- [Job item]: Reproduce verbatim the lines of the material below, from the line containing "Task: produce, for" through the line containing "positive clicks: (602, 134) (567, 152)", with both of those lines included. Output only those lines.
====== Extracted entries ======
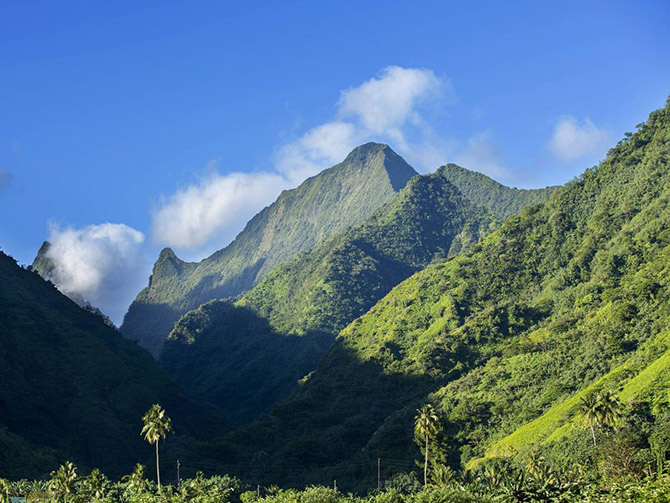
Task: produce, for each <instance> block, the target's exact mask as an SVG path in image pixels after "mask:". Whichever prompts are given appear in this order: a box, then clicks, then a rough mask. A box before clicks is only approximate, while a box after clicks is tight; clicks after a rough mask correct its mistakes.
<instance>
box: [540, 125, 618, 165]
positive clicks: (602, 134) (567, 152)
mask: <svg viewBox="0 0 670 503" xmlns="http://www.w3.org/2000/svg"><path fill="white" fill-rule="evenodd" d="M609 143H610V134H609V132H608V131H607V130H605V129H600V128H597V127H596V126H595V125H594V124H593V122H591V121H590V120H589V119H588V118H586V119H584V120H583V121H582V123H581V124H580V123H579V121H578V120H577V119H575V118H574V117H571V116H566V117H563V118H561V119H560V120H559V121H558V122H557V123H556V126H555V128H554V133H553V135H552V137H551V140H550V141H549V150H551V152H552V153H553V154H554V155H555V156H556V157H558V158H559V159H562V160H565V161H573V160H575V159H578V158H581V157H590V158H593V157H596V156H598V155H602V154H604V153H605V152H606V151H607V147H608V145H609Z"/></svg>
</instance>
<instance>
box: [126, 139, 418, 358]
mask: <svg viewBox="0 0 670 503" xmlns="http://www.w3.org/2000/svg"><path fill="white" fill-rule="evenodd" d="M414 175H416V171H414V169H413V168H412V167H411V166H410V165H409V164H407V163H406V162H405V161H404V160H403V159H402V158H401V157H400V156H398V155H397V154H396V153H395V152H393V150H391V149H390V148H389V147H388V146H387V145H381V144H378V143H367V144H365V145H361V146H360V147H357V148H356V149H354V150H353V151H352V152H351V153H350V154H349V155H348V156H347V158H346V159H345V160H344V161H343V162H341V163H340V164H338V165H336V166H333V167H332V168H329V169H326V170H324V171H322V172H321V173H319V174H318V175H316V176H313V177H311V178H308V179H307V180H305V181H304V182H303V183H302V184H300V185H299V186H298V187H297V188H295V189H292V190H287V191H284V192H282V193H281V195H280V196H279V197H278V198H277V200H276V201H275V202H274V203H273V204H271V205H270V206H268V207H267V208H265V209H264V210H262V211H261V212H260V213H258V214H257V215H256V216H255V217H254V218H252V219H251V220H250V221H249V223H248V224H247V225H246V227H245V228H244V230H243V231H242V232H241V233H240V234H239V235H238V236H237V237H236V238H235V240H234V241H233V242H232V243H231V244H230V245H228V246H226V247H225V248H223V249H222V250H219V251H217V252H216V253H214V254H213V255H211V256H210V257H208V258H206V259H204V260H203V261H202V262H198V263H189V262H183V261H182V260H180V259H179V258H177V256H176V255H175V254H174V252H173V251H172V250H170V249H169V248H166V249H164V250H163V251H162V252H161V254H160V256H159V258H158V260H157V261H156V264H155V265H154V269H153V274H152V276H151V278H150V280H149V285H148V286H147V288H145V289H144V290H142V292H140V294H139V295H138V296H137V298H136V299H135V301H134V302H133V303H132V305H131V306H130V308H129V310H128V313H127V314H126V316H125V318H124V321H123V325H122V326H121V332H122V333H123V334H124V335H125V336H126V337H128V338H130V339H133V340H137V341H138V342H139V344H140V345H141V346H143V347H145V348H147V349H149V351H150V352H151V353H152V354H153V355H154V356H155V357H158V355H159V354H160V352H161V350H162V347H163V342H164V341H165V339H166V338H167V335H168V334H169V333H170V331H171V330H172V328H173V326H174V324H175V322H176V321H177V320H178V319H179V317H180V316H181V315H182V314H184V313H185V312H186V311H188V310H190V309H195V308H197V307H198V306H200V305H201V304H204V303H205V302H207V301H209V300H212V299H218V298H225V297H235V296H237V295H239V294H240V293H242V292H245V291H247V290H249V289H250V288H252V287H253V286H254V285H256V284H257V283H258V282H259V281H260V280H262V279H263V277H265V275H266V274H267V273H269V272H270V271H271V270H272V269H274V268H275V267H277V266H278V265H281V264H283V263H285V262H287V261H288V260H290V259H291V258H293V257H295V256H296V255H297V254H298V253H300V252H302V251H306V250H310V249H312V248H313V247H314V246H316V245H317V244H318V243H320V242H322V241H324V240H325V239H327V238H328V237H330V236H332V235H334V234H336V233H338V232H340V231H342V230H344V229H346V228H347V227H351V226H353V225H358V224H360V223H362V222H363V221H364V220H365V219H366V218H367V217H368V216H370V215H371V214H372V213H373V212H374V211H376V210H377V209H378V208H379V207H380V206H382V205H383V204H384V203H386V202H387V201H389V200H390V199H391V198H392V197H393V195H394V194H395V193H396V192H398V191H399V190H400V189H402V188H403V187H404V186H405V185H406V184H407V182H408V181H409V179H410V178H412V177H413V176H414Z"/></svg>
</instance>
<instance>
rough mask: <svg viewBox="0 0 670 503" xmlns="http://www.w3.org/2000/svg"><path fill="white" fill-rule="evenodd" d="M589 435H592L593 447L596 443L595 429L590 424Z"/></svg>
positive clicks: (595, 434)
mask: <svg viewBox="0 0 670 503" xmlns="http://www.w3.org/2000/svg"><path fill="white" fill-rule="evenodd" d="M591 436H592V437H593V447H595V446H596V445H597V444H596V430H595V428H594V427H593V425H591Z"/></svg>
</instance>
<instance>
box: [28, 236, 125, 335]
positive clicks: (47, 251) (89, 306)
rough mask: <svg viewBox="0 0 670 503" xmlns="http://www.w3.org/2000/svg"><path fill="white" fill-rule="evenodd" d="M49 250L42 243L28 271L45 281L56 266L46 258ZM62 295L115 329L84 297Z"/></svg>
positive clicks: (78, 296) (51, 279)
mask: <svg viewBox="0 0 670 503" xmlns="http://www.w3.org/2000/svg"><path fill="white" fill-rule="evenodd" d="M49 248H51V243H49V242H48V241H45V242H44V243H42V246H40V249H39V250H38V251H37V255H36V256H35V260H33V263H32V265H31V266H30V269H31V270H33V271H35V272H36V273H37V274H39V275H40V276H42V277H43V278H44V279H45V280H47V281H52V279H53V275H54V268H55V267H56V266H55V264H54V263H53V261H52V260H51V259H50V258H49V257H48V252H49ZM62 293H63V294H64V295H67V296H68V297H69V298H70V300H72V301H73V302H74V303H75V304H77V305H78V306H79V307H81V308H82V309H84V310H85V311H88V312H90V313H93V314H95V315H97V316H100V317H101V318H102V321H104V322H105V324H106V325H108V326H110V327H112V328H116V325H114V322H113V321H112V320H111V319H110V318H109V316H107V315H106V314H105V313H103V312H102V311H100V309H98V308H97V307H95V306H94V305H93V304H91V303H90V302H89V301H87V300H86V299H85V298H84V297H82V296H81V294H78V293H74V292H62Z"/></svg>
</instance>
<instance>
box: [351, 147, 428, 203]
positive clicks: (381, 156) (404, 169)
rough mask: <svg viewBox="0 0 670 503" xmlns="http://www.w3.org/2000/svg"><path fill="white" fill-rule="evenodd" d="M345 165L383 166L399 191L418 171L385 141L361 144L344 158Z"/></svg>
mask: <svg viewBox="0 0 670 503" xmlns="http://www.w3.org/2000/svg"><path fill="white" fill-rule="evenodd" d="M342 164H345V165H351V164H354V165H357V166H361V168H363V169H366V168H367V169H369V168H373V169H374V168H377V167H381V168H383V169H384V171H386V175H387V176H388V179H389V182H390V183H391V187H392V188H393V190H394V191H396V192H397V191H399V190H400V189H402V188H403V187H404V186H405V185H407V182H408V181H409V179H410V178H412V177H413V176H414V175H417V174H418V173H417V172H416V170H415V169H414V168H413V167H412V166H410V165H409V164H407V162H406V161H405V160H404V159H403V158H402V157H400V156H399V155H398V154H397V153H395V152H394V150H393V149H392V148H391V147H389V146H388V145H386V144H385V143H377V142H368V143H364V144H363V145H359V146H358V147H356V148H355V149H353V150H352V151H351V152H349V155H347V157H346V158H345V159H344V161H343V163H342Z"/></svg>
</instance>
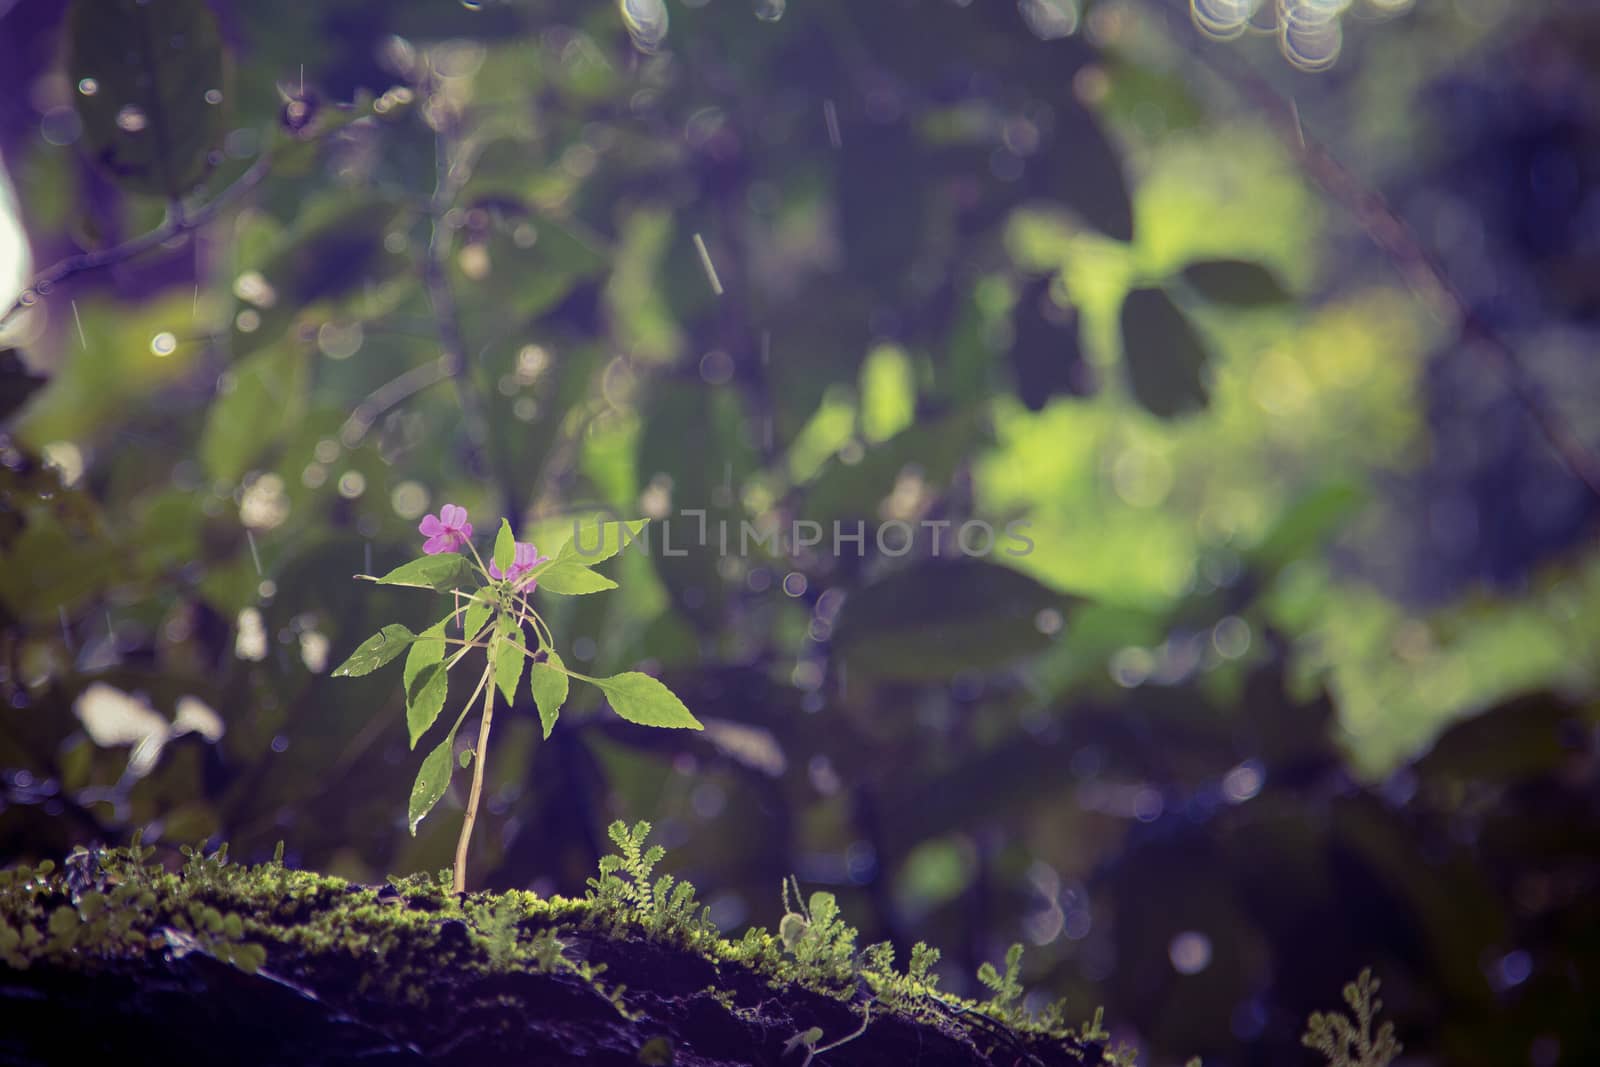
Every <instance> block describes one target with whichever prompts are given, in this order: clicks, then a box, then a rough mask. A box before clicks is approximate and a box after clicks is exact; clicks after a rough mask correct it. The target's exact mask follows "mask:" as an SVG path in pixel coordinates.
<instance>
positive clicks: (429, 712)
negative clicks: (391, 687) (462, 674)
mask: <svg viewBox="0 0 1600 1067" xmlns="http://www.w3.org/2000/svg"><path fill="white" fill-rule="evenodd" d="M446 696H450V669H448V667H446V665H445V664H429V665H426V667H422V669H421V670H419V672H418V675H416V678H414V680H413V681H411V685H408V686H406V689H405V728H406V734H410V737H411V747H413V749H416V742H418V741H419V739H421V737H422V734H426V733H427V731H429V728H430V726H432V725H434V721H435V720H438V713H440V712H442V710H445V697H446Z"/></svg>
======
====== Extracted entries ======
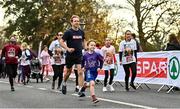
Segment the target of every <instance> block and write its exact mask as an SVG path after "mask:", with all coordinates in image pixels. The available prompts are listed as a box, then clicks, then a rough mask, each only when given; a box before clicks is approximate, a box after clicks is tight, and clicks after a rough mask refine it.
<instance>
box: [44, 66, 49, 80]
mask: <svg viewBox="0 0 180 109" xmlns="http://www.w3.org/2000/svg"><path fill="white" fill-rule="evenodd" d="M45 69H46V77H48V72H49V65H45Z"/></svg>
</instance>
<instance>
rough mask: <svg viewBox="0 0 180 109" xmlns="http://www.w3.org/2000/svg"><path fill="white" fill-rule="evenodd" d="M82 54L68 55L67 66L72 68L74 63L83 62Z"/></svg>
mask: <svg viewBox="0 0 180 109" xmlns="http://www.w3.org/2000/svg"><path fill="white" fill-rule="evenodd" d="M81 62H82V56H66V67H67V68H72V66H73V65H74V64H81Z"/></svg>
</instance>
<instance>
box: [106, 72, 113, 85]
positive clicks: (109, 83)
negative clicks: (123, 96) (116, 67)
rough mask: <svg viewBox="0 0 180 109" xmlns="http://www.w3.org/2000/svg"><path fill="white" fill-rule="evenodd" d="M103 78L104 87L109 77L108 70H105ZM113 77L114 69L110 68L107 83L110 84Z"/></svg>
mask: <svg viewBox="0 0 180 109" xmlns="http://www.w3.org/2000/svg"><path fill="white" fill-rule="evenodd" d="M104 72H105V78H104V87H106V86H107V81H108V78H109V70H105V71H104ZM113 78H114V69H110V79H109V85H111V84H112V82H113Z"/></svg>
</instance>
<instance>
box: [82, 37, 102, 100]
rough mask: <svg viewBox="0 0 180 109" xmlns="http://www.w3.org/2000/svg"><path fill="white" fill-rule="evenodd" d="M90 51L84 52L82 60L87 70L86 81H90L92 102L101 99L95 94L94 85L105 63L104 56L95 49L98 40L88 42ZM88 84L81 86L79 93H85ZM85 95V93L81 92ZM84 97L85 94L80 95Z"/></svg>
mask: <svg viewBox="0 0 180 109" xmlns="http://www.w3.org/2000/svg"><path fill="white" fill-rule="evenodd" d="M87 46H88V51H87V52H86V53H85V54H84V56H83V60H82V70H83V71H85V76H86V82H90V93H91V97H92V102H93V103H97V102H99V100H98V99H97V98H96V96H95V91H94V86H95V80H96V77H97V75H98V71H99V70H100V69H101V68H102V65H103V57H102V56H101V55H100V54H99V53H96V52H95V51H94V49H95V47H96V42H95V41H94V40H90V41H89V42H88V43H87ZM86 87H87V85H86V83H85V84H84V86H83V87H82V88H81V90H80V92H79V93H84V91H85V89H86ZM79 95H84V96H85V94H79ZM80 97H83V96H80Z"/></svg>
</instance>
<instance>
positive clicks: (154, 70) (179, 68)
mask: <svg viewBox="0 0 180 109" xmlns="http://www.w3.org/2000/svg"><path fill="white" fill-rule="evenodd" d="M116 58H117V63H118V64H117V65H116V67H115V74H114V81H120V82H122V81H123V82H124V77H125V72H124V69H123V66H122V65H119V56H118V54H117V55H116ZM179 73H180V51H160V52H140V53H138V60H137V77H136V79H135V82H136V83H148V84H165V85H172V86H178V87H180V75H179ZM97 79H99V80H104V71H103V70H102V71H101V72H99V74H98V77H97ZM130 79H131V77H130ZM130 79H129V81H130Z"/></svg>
======
- [Answer area]:
Task: produce, for each <instance> block, the target's exact mask as an SVG path in image pixels after "mask:". Whichever prompts are given appear in this order: a box, then clicks, then a rough mask. A box before clicks is only approximate, while a box after clicks is tight; clicks after a rough mask correct its mistakes.
<instance>
box: [540, 125, 618, 165]
positive clicks: (602, 134) (567, 152)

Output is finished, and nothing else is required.